§ **Required task**: Output the lines below exactly as they appear, beginning with the line that contains "Rules: pick out every instance of the black granite" and ending after the line that contains "Target: bare tree".

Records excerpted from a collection
[start]

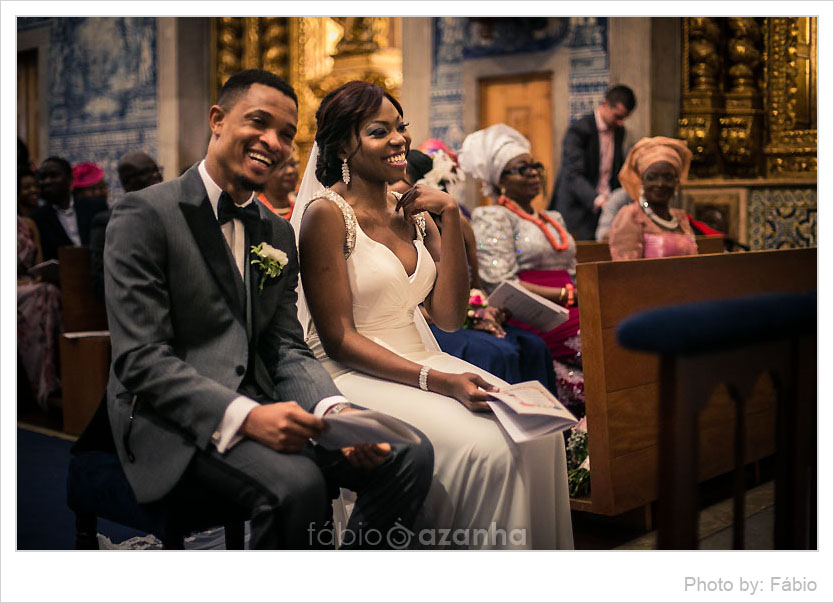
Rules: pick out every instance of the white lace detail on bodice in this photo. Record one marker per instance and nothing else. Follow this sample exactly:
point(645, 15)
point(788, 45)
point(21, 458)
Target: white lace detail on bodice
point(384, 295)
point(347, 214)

[end]
[start]

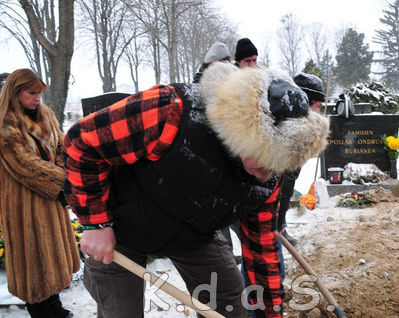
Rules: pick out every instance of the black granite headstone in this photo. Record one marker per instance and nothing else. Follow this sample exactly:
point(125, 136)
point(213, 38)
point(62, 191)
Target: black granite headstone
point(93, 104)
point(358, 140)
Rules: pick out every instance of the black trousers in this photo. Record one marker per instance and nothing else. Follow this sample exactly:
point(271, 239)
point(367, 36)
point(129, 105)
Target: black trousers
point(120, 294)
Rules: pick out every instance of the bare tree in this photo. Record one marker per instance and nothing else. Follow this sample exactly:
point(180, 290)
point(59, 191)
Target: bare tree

[end]

§ **The output**:
Rules: pick out every instance of the black granite headstone in this photo. Record one marker per instance and nothing else. Follow this sample exactly:
point(125, 136)
point(213, 38)
point(62, 191)
Target: black granite headstone
point(93, 104)
point(358, 140)
Rules: pick out every instance of the black trousers in this photo. Record one marker per instance and nothing else. Follow this sample exactly:
point(271, 239)
point(367, 36)
point(129, 105)
Target: black trousers
point(120, 294)
Rules: pick out every instance of the bare tree in this photo. Record one marker per instance and nothing else. Follow this sample exactly:
point(180, 290)
point(59, 191)
Target: bare tree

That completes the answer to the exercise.